**Problem:**
The lines to be set down run from the line containing "Pass the picture above and point out the shuttered" through the final line of the data below; print them exactly and print nothing else.

**Entries from a pointing dataset:**
— Begin —

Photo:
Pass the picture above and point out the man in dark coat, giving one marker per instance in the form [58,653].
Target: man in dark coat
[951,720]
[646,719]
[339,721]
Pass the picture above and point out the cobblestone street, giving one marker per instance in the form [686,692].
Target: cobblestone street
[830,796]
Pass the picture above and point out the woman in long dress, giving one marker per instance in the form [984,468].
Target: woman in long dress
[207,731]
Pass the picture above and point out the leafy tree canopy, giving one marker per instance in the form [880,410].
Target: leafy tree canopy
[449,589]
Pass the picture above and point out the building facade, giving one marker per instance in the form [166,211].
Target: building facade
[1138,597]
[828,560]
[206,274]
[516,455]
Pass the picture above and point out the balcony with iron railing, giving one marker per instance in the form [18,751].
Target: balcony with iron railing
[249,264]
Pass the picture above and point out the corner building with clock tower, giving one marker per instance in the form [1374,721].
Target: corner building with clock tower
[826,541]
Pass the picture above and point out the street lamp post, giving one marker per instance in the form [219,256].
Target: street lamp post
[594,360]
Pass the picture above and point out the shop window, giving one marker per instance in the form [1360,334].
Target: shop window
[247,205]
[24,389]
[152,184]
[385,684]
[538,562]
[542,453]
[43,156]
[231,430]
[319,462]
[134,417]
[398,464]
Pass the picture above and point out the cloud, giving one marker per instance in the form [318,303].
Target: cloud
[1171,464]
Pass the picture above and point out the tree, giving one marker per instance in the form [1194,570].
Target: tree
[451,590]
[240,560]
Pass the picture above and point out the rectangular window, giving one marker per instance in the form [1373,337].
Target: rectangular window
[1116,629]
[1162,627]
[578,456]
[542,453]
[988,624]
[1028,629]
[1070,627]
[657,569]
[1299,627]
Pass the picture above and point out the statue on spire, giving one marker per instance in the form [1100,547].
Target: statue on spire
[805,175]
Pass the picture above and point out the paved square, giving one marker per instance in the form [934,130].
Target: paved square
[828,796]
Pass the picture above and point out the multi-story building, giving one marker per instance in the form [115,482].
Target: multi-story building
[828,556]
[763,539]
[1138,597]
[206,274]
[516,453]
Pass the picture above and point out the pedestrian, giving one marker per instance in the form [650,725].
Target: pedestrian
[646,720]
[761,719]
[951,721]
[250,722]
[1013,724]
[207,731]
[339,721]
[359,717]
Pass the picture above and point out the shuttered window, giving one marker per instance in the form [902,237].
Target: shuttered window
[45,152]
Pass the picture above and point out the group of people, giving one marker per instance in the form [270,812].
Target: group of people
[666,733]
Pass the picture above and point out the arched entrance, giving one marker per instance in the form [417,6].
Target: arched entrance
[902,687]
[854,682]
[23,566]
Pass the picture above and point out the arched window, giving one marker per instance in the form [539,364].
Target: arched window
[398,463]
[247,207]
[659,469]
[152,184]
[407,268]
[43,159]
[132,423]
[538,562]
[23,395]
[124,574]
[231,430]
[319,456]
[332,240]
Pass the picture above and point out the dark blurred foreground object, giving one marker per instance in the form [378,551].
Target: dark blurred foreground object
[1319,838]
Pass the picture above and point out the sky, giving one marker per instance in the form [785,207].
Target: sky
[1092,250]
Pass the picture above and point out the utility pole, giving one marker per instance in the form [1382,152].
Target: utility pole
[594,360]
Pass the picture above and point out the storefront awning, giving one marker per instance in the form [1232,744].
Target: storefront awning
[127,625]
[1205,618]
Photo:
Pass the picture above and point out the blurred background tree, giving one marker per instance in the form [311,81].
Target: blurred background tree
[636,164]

— End —

**The result:**
Pass the picture above and point out the shuttered window, giving one marker per instance in the form [902,237].
Target: shuttered window
[45,152]
Pass the picture above and point out the group of people, giving one marker per instance in the form [270,812].
Target: group of people
[666,733]
Pass the picture above and point out the arched entrance, giving one marker per instance in the form [417,6].
Target: arched entrance
[902,687]
[854,682]
[23,566]
Pass the picture above and point out the arched window, giving one marker per instance in the form [539,364].
Target: arched window
[398,463]
[247,207]
[659,469]
[152,184]
[407,268]
[43,159]
[132,423]
[538,562]
[23,395]
[124,574]
[231,430]
[319,456]
[332,240]
Pass the picture above and point out the dark blurred foreground object, giving one marker per instance in the form [378,551].
Target: dark blurred foreground object
[1319,838]
Pass the picture above and point out the sky, giving one marker per instance in the form [785,207].
Target: sky
[1092,250]
Pass the picture above and point out the utility pole, giving one marker per instance in the form [1382,152].
Target: utility pole
[594,360]
Pass the picture above and point out the storefront awning, giving one marker per instance in the form [1232,744].
Target: storefront awning
[127,625]
[1205,618]
Photo:
Pass the picture above and point out the blurred background tree, giving one marker per instance in the form [311,81].
Target: blurred background tree
[636,164]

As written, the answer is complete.